STORED ROWS:
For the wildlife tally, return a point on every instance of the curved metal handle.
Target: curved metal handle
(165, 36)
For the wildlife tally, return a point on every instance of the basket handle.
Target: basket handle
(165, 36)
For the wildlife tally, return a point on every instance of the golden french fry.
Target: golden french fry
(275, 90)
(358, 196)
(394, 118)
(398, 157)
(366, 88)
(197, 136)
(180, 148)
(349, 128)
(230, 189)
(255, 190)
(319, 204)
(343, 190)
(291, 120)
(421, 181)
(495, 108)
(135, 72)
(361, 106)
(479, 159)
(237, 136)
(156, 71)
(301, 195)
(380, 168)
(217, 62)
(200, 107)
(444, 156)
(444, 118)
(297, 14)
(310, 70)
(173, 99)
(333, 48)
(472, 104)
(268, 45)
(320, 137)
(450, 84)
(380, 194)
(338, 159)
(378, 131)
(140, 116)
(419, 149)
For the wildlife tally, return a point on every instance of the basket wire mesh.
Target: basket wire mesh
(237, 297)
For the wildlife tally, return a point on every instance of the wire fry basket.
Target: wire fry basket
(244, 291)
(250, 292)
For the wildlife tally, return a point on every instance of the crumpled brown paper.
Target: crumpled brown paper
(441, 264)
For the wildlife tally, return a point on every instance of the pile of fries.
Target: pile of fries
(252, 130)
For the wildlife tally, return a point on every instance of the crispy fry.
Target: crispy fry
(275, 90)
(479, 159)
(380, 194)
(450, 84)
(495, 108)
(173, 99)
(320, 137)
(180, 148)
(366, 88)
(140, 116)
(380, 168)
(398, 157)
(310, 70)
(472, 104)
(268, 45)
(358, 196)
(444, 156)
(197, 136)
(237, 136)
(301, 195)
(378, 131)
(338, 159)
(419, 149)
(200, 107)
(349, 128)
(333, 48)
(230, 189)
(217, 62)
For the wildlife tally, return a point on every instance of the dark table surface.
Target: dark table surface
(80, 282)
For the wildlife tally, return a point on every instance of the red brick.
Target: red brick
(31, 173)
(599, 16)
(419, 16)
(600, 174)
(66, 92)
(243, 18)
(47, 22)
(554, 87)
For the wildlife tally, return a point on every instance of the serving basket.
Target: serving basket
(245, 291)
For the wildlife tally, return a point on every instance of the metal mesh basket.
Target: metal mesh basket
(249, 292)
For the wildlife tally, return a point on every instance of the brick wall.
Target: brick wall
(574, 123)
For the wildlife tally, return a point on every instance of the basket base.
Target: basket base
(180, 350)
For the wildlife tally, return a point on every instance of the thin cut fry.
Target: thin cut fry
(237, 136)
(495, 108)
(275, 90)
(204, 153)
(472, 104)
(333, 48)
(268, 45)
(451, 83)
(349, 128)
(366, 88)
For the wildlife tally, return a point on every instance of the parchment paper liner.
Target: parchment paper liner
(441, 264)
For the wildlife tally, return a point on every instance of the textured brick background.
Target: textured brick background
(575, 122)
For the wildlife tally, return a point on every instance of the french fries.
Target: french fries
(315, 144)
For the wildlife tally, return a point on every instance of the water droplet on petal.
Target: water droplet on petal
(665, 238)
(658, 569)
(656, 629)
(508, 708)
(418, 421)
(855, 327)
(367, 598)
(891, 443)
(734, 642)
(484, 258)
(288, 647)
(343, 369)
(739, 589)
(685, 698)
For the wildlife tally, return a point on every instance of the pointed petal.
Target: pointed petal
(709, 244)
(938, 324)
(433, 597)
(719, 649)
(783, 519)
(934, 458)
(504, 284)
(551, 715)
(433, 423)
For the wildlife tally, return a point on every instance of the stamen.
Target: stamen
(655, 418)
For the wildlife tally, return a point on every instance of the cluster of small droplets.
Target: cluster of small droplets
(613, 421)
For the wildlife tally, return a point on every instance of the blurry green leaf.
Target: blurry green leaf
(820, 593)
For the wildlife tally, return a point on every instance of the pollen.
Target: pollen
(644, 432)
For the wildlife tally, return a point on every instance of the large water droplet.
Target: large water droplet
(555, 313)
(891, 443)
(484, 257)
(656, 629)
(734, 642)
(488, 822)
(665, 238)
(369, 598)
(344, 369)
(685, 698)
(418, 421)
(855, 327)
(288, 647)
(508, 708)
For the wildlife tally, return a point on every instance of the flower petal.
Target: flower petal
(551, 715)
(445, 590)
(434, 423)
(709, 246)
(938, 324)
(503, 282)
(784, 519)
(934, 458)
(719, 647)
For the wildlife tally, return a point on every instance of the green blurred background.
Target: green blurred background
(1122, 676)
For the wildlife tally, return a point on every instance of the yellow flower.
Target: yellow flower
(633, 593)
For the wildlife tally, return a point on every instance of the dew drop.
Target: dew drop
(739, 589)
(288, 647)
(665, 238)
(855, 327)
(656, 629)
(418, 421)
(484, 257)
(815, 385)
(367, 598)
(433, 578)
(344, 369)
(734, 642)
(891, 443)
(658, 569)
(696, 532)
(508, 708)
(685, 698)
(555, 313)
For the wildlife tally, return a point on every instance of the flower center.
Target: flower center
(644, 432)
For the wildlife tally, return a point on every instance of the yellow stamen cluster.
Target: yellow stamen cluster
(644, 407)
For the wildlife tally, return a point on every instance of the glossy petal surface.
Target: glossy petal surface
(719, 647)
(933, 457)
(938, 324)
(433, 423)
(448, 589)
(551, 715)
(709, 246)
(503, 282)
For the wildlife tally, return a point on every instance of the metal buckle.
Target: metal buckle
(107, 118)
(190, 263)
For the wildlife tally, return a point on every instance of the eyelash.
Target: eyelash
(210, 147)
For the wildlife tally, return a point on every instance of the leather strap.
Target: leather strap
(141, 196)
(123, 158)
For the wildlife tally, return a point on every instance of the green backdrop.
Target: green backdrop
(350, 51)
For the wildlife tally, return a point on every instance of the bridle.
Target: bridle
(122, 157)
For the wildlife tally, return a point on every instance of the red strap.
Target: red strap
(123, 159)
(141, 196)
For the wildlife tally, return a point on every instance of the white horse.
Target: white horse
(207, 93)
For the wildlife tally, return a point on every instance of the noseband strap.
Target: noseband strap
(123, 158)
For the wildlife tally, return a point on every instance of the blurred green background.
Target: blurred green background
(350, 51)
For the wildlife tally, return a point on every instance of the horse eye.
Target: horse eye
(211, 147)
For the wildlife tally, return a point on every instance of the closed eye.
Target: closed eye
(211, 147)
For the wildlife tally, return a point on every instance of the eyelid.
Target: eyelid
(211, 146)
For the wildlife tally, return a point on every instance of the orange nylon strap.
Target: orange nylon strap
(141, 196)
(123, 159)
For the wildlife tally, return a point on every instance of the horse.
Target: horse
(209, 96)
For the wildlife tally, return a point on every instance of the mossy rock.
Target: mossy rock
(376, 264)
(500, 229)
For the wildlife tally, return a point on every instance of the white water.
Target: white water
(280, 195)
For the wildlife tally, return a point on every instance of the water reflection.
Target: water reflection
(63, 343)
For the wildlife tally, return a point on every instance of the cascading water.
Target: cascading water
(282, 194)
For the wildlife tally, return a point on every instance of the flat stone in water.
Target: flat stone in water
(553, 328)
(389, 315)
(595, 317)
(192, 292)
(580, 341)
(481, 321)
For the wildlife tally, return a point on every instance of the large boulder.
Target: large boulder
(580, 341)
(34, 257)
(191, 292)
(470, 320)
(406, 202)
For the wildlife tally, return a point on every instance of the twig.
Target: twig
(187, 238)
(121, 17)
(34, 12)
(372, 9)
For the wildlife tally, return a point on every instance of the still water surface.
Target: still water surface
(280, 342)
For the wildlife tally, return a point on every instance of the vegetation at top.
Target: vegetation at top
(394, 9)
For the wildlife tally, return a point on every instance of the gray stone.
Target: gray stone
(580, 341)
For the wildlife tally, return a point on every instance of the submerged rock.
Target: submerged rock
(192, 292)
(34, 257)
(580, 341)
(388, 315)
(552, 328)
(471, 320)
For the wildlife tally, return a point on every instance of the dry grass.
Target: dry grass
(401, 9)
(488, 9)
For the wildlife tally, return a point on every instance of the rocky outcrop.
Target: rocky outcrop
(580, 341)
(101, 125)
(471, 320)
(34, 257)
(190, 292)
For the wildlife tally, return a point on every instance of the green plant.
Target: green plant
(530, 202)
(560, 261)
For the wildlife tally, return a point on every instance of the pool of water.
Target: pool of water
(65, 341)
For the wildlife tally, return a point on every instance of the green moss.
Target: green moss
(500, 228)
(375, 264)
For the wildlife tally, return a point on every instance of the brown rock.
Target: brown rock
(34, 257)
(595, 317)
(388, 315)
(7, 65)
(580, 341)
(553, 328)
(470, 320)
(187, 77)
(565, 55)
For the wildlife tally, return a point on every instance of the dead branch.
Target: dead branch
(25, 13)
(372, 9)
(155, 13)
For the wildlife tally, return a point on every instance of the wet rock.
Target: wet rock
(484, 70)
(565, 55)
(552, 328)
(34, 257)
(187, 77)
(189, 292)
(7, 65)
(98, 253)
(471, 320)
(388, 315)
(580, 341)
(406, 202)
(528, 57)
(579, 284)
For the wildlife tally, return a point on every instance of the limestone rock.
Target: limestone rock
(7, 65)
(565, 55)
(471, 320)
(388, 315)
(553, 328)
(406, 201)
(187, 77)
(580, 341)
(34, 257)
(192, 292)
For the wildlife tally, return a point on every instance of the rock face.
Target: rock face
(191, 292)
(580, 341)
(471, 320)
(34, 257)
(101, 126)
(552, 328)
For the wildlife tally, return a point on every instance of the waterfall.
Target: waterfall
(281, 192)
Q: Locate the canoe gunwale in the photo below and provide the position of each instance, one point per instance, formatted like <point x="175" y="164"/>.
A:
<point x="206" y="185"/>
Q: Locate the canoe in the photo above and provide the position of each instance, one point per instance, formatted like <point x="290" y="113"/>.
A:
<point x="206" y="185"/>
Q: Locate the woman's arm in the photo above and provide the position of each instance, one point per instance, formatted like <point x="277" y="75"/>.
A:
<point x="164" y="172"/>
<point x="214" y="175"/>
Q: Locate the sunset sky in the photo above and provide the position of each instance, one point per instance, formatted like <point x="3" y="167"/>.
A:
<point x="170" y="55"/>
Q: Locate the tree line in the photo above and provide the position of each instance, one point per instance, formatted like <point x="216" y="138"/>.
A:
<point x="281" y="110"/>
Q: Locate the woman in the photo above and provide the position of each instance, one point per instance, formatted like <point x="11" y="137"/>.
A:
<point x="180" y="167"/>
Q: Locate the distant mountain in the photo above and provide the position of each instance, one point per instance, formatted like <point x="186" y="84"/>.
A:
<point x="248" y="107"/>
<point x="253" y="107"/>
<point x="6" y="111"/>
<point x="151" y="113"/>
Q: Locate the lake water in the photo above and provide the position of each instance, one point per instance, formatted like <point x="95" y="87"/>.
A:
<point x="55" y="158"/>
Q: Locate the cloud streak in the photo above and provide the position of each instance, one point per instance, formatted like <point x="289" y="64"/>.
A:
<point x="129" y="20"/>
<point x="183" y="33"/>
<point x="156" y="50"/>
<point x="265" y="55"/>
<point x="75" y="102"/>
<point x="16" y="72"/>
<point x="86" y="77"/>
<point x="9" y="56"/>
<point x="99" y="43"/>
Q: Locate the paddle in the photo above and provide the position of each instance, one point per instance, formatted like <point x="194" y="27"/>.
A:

WHAT IS BEING ASKED: Copy word for word the part of the records above that starts with the line containing "Q: Locate the distant" and runs through the end of the records.

WRITTEN SOLUTION:
Q: Locate the distant mountain in the photo above and provide the position of each instance, one point per instance, formatted like <point x="186" y="84"/>.
A:
<point x="248" y="107"/>
<point x="253" y="107"/>
<point x="6" y="111"/>
<point x="151" y="113"/>
Q: Locate the lake water in the photo above and provide the position of each instance, one point per instance, formatted like <point x="95" y="87"/>.
A:
<point x="55" y="158"/>
Q: Locate the cloud streak in the photo above and provide the position of each instance, one point per instance, formatted like <point x="289" y="64"/>.
A:
<point x="129" y="20"/>
<point x="183" y="33"/>
<point x="156" y="50"/>
<point x="265" y="55"/>
<point x="75" y="102"/>
<point x="16" y="72"/>
<point x="86" y="77"/>
<point x="9" y="56"/>
<point x="99" y="43"/>
Q: Locate the paddle in the photo above and provide the position of each instance, one point per instance, formatted like <point x="194" y="27"/>.
A:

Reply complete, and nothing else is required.